Aufgabe 1 »
Welche Stelle ist laut dem Text zur Datenschutzkontrolle beim Outsourcing primär für die unmittelbare Kontrolle beim IT-Dienstleister zuständig?
Aufgabe 2 »
Nennen Sie alle Substantive im Text zur Datenschutzkontrolle beim Outsourcing, die mit „Datenschutz“ beginnen. Führen Sie jedes nur einmal auf, in der Form, in der es im Text vorkommt.
Aufgabe 3 »
Führen Sie den Text zur Datenschutzkontrolle beim Outsourcing im Anschluss an seinen letzten Satz weiter.

Vorgegebener Text »
····················
Um auch hier ein bundesweit einheitliches Vorgehen zu
gewährleisten, werden zurzeit durch die Unterarbeitsgruppe Empfehlungen ausgearbeitet, wie auch beim
Outsourcing eine wirksame Datenschutzkontrolle ermöglicht werden kann. Wenn etwa eine Bundesbehörde einen
privaten IT-Dienstleister beauftragt, gilt Folgendes:
Meine datenschutzrechtliche Kontrolle bei der Bundesbehörde erstreckt sich auch darauf, dass die in § 11 BDSG
festgelegten Anforderungen eingehalten werden. Dafür
ist sie mir gegenüber allein verantwortlich. Für die unmittelbare Kontrolle beim IT-Dienstleister, also beim Auftragnehmer, ist primär die Datenschutzaufsichtsbehörde
des Landes zuständig, in dem der Auftragnehmer seinen
Sitz hat.
Zu empfehlen ist deshalb, dass der Auftraggeber den Auftragnehmer vertraglich verpflichtet, sich im Zusammenhang mit dem Auftrag meiner Kontrolle zu unterwerfen.
Damit wird sichergestellt, dass der Auftraggeber seiner
Verantwortung gegenüber den Betroffenen gerecht werden und die Einhaltung des für ihn geltenden Datenschutzrechts wirksam überprüfen kann.
Die Unterwerfung kann sich aus kompetenzrechtlichen
Gründen allerdings nur darauf beziehen, dass sich die für
den Auftraggeber zuständige Kontrollbehörde beim Auftragnehmer Zutrittsrechte zusichern lässt und Feststellungen zum Sachverhalt treffen kann. Eine rechtliche Bewertung kann sie nur gegenüber dem gesetzlich ihrer
Kontrolle unterliegenden Auftraggeber abgeben. Stellt
die für den Auftraggeber zuständige Behörde beim Auftragnehmer Verstöße fest, muss sie die entsprechenden
Empfehlungen oder Beanstandungen ebenfalls beim Auftraggeber anbringen. Hoheitliche Maßnahmen gegenüber
dem Auftragnehmer können nur von der für ihn zuständigen Datenschutzkontrolle vorgenommen werden.
····················
Beschreibungen von Bildbereichen in natürlicher Sprache
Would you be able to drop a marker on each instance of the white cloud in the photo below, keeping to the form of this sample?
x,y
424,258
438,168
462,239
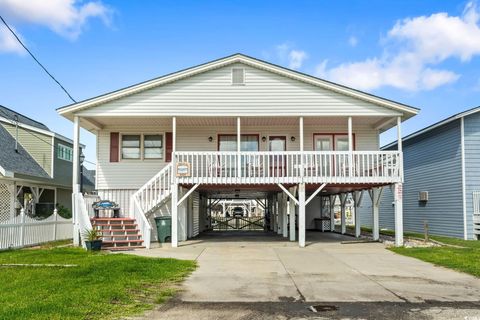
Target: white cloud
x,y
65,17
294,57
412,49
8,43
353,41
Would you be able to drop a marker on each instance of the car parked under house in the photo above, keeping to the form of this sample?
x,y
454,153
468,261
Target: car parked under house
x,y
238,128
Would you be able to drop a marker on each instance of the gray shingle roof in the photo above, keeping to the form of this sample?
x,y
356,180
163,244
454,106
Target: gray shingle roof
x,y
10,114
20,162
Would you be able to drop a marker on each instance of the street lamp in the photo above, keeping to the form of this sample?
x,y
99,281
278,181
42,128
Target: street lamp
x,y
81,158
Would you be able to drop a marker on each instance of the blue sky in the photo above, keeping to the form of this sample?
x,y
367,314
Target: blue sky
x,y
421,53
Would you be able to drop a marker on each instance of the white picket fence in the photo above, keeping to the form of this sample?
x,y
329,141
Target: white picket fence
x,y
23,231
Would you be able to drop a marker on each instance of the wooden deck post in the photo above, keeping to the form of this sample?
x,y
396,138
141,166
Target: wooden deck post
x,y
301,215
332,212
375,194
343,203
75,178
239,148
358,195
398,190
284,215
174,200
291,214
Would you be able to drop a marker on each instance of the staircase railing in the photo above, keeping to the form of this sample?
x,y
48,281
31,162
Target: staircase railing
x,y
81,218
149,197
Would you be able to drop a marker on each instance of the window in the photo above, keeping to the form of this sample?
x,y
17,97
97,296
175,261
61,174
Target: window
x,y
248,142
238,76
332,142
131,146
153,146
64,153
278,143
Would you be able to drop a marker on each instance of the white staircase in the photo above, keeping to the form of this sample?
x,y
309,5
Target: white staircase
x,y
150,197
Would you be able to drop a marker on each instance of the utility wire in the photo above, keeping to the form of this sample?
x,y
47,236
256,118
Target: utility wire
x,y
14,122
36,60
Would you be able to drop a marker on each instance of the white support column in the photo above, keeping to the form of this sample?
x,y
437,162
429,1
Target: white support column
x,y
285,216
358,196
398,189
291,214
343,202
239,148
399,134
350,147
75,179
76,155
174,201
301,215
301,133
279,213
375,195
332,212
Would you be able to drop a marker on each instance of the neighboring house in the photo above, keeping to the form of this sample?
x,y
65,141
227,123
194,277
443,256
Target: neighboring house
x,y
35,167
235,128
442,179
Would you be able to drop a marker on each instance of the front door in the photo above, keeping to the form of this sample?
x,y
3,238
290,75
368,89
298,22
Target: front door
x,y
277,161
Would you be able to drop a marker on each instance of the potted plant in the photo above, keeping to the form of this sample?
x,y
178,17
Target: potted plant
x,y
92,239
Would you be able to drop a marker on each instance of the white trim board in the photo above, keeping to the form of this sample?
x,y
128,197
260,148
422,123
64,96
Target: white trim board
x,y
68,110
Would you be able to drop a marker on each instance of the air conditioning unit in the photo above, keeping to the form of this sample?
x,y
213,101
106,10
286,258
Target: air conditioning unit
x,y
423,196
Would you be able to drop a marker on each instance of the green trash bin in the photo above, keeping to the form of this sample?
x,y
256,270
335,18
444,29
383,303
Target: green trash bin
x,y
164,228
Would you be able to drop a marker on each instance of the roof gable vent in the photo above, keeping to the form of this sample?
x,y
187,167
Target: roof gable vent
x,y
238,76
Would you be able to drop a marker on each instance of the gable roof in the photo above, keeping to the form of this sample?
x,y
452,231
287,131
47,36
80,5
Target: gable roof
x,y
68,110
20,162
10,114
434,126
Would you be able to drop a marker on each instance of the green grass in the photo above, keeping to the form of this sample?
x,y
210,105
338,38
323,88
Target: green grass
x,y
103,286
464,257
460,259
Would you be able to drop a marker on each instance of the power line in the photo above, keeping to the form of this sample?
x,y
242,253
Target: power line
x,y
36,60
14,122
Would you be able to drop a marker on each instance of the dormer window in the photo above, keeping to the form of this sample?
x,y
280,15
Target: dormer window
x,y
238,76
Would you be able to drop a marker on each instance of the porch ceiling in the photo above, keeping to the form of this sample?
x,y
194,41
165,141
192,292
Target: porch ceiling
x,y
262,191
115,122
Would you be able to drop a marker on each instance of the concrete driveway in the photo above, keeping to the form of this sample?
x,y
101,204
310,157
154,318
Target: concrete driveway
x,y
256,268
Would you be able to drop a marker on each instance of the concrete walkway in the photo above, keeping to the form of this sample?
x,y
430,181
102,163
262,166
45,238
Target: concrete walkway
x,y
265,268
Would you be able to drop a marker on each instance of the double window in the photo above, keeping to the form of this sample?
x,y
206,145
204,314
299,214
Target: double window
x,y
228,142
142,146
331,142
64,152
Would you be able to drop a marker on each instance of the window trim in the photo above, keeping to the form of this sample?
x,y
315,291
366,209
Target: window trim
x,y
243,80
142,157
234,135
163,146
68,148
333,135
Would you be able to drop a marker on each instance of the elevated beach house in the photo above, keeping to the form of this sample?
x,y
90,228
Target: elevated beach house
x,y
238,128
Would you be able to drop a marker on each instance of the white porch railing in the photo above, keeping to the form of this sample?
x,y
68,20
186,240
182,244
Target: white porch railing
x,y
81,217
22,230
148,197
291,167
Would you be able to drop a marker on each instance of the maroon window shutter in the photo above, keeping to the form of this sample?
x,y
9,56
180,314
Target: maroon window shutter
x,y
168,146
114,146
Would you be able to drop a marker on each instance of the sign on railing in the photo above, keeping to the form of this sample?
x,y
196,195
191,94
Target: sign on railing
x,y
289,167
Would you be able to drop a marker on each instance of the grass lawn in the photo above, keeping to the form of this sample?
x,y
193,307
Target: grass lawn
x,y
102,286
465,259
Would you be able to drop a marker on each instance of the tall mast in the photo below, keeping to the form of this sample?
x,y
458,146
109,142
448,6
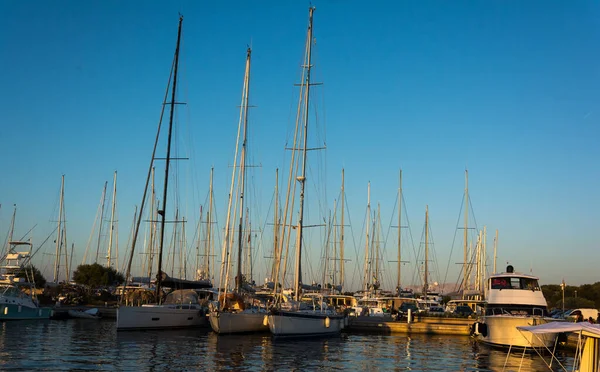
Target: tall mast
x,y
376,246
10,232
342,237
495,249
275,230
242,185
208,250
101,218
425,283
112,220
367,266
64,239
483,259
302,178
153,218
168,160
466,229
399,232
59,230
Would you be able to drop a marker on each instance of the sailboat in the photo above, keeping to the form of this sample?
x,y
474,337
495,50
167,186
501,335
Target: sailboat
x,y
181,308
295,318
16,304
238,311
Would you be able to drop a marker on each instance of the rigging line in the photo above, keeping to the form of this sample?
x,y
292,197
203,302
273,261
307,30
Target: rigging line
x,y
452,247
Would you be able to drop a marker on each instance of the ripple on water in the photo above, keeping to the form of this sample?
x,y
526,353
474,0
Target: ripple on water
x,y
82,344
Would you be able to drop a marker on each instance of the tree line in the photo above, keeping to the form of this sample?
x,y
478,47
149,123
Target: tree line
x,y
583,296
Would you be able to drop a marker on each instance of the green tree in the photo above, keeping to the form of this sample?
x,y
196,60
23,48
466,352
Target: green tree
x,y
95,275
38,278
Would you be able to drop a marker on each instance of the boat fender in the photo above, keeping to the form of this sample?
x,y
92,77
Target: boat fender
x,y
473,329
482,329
····················
Antwortfeld 1 »
Die Datenschutzaufsichtsbehörde des Landes, in dem der Auftragnehmer seinen Sitz hat.

Antwortfeld 2 »
Datenschutzkontrolle, Datenschutzaufsichtsbehörde, Datenschutzrechts

Antwortfeld 3 »
K a s t e n zu Nr. 2.5
Kernaussagen des Arbeitspapiers „Datenschutzrechtliche Grundlagen bei Auftragsdatenverarbeitung/
Outsourcing“:
1. Bedient sich eine öffentliche Stelle einer anderen öffentlichen oder nicht-öffentlichen Stelle zur rein technischen
Abwicklung der Verarbeitung personenbezogener Daten, ist dies ein klassischer Fall der Auftragsdatenverarbeitung i. S. v. § 11 BDSG. Dies bezieht sich ausschließlich auf solche Fälle, bei denen alle Verarbeitungsschritte
nach einem vom Auftraggeber vorgegebenen Algorithmus ablaufen, also z. B.:
– Auslagerung rechentechnischer Vorgänge nach vorgegebenem Algorithmus auf externe Rechenzentren
– Fernwartung
– Entsorgung von Datenträgern
– Technische Abwicklung einer virtuellen Poststelle
Eine über § 11 BDSG hinausgehende materiell-rechtliche Befugnis ist für diese Form des Outsourcings nicht erforderlich.